# Dataset excerpts:

• • •

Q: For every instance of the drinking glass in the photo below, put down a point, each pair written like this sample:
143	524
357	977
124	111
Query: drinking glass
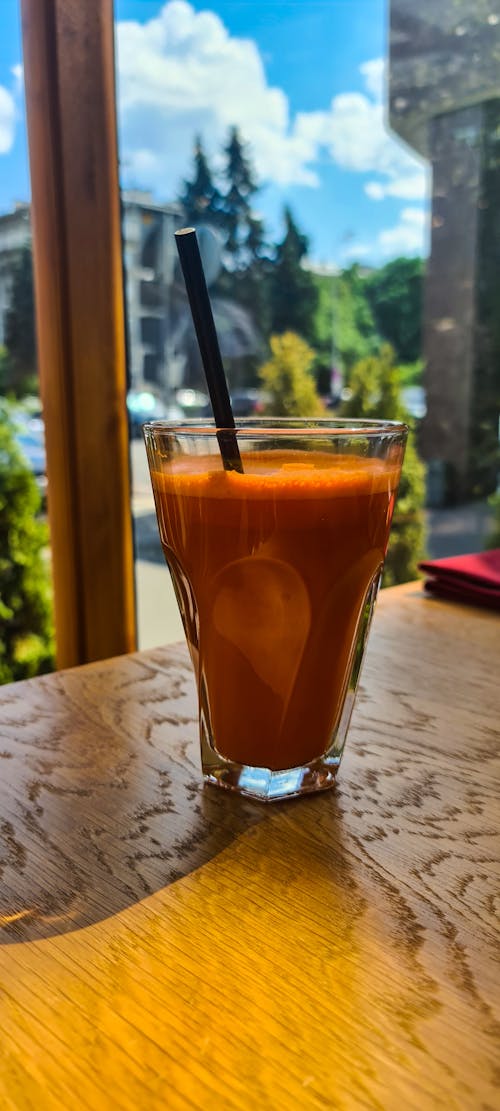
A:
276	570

• • •

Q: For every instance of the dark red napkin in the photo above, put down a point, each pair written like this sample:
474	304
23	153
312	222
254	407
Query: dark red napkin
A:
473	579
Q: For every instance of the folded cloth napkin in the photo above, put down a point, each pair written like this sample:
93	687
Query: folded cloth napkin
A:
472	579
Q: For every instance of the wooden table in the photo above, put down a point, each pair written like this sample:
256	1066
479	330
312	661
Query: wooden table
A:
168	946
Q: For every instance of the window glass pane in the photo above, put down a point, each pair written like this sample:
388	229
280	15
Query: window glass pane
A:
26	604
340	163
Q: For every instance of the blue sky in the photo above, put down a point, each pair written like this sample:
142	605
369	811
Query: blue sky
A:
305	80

• • •

Lines above containing "cloth": give their number only.

2